* **求める内容**
「of the crispy」を含む行から「x=288, y=218」を含む行までを、「barbecue sauce」を「honey mustard」に置き換えて書き直してください。ほかの部分は変えないこと。

* **データセットの記録**

+-------+

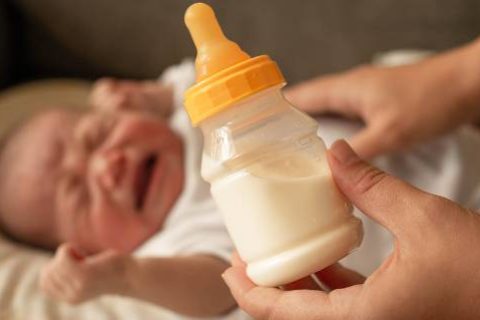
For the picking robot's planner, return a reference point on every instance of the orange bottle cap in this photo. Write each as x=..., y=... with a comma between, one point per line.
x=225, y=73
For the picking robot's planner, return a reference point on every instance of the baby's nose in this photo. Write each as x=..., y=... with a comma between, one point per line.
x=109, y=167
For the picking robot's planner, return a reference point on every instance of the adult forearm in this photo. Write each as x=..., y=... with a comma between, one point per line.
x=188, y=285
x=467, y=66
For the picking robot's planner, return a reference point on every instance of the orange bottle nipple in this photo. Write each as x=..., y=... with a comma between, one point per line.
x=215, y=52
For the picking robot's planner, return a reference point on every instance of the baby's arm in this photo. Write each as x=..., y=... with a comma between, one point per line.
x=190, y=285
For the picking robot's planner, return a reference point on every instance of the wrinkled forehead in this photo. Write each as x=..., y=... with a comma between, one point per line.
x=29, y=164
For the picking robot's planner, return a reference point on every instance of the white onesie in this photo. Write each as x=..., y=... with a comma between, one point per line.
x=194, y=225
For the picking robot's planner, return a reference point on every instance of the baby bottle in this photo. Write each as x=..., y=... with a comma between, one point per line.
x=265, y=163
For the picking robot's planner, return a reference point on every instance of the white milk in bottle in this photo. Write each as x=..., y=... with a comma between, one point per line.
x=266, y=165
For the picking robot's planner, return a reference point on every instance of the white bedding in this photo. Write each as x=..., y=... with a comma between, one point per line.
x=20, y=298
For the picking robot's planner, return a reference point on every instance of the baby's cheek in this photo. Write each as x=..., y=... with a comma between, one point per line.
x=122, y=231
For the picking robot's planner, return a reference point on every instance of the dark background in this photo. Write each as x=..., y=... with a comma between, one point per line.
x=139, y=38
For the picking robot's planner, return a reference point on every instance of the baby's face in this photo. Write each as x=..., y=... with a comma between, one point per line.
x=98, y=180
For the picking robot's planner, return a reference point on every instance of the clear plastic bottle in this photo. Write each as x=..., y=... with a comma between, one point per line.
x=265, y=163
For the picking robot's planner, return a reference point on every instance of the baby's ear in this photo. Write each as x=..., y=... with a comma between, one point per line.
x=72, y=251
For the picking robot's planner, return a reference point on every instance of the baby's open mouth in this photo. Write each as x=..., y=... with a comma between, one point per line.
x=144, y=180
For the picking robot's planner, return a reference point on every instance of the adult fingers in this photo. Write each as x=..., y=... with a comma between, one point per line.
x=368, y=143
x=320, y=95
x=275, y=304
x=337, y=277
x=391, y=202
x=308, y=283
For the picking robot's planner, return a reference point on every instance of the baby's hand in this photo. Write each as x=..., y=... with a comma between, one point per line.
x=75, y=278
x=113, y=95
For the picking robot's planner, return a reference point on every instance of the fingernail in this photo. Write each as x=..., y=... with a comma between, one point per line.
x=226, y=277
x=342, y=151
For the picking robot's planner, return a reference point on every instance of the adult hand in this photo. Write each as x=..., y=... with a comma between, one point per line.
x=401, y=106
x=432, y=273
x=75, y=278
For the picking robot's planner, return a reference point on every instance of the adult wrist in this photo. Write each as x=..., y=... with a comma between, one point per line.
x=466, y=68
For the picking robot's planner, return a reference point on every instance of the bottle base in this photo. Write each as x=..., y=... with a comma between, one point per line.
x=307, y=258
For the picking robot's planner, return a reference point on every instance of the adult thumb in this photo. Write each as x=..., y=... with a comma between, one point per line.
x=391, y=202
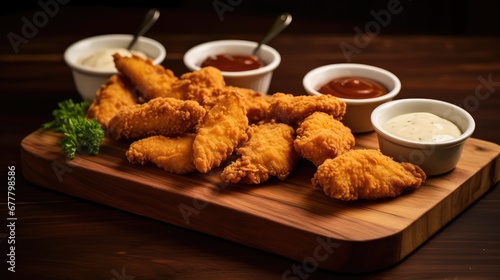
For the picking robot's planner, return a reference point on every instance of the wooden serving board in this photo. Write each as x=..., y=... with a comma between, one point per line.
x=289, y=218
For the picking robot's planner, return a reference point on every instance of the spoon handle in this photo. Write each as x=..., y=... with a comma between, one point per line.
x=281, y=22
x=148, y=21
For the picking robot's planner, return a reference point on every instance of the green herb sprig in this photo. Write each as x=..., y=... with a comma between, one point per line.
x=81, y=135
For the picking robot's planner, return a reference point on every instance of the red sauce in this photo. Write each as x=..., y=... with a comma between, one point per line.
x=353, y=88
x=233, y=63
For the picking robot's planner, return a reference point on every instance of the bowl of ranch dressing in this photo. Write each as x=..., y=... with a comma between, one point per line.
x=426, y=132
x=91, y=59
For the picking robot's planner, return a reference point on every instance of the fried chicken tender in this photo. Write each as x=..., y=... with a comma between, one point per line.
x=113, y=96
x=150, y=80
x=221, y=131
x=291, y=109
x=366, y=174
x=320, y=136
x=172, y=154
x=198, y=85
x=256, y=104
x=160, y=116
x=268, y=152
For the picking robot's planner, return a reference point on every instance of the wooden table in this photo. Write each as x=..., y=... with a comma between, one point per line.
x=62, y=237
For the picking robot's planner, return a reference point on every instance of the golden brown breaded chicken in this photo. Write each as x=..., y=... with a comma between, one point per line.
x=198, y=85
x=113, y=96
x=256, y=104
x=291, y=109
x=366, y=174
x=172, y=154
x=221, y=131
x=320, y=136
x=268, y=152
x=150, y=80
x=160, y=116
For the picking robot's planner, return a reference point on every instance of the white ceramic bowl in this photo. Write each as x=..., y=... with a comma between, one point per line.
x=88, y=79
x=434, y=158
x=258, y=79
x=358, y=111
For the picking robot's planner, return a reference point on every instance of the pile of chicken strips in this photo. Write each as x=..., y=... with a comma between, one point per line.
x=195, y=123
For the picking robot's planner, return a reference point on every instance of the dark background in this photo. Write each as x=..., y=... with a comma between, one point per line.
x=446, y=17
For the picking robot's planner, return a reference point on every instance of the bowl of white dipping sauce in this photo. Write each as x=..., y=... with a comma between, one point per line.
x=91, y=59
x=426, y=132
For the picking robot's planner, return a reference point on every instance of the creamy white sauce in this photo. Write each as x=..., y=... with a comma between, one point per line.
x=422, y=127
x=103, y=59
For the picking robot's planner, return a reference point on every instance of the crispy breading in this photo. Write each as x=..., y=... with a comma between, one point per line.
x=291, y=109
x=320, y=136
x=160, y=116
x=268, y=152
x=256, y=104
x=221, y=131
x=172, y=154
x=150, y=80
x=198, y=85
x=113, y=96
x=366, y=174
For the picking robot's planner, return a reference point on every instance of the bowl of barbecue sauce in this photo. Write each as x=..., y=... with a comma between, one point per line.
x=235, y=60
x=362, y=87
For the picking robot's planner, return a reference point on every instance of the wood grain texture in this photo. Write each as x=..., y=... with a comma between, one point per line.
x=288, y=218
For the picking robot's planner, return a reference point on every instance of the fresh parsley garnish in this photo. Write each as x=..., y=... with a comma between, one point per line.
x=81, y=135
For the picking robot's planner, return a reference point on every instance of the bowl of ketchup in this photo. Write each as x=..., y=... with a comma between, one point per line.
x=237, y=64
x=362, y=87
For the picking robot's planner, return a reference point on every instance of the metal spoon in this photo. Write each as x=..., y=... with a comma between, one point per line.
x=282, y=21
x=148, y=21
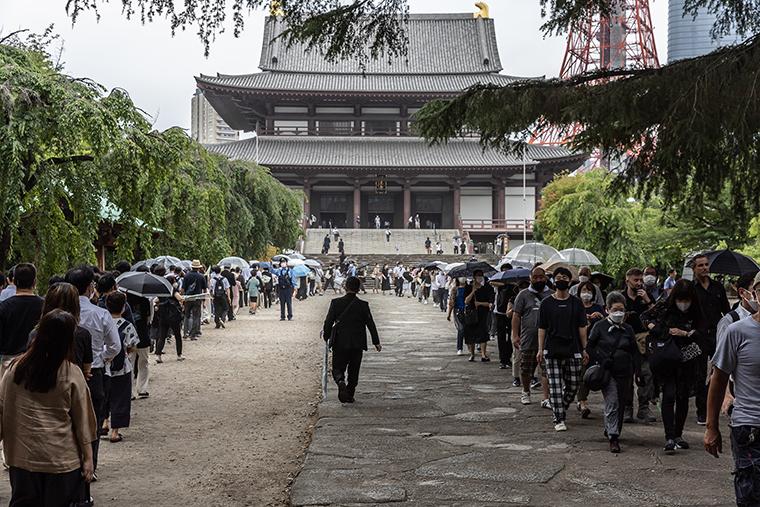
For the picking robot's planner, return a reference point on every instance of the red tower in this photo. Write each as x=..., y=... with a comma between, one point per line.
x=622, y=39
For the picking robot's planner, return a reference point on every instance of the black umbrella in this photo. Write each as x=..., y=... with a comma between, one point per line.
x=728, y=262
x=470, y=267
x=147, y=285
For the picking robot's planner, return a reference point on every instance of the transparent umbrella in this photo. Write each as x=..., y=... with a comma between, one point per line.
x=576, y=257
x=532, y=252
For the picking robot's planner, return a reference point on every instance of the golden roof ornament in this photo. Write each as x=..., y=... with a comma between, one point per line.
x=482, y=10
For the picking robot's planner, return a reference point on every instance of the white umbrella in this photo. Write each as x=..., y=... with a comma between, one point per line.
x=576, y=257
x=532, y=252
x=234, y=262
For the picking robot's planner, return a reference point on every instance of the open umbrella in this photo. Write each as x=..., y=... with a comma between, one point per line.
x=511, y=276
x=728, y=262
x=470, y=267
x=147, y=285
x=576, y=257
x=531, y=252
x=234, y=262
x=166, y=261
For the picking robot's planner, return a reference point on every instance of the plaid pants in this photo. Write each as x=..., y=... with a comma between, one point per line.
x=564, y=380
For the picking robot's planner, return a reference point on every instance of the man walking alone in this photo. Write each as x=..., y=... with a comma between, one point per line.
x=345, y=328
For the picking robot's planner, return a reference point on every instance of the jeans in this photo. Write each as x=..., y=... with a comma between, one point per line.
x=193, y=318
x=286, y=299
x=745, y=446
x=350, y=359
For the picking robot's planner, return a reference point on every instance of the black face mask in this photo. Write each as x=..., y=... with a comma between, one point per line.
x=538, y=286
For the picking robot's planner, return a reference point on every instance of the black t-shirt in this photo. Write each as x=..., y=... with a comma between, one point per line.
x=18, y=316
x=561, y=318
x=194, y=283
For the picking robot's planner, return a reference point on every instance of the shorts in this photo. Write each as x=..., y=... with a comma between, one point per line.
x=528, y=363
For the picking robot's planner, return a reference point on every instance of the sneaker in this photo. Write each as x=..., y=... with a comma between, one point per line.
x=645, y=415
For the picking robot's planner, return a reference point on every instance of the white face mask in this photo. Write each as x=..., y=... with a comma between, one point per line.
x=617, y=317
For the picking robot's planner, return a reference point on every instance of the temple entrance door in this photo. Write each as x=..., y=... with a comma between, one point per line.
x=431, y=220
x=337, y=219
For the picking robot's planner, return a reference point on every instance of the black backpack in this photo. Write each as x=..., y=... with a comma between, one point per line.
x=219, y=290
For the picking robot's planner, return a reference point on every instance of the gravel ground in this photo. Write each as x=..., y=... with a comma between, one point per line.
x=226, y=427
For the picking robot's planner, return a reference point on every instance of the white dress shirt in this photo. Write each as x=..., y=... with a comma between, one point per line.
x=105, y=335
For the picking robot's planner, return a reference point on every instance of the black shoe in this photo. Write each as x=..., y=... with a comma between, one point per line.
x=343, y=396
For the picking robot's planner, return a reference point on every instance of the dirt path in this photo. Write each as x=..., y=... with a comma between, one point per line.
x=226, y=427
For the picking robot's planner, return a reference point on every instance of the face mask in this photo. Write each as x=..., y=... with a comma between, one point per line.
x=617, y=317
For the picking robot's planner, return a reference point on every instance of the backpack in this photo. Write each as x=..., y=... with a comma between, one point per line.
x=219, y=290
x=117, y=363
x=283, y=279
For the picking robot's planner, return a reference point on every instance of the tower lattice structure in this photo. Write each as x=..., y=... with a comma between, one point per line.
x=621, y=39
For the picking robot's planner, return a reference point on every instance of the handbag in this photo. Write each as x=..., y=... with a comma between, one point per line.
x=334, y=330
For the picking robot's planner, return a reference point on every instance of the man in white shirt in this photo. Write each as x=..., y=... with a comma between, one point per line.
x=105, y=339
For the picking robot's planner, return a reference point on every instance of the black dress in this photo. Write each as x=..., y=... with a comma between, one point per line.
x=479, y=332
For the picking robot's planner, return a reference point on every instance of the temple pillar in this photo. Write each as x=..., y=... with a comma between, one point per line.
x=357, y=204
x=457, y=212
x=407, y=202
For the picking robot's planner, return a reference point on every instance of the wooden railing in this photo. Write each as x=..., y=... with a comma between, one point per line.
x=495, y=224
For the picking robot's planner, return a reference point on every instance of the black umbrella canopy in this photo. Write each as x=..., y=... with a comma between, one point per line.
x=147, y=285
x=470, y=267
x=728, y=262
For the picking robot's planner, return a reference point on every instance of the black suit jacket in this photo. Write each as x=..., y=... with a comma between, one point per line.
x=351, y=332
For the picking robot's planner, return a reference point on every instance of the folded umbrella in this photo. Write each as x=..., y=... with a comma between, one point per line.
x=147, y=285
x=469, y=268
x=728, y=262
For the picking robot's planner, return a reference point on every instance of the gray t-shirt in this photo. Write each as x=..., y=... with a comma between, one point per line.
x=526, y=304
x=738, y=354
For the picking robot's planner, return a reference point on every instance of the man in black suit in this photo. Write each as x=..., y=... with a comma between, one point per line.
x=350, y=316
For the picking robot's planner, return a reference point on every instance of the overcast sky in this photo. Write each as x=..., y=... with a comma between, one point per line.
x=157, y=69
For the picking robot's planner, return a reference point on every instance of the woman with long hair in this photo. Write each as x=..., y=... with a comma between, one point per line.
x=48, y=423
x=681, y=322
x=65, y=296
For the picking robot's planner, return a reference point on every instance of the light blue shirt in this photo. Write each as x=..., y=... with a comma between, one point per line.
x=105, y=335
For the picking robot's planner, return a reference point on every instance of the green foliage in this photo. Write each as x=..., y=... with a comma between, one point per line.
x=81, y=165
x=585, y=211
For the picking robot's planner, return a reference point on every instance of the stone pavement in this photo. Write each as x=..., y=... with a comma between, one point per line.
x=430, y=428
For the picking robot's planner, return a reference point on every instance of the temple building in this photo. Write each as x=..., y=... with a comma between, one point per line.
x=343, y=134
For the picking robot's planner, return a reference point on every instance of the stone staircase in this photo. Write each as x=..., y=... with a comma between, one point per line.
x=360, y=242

+-------+

* **出力全文**
For the picking robot's planner, return a reference point on every instance of the crispy breading in this photo. Write each as x=..., y=... with a comma between, one point per line.
x=291, y=109
x=320, y=136
x=160, y=116
x=268, y=152
x=256, y=104
x=221, y=131
x=172, y=154
x=150, y=80
x=198, y=85
x=113, y=96
x=366, y=174
For the picking robot's planner, return a reference point on every instance of the bowl of honey mustard in this photo. Write each as x=..., y=... with a comma between, one point per line.
x=235, y=60
x=362, y=87
For the picking robot's planner, return a reference point on every instance of the wood grain texture in this photo. Write each as x=..., y=... with a comma between, one point per line.
x=288, y=218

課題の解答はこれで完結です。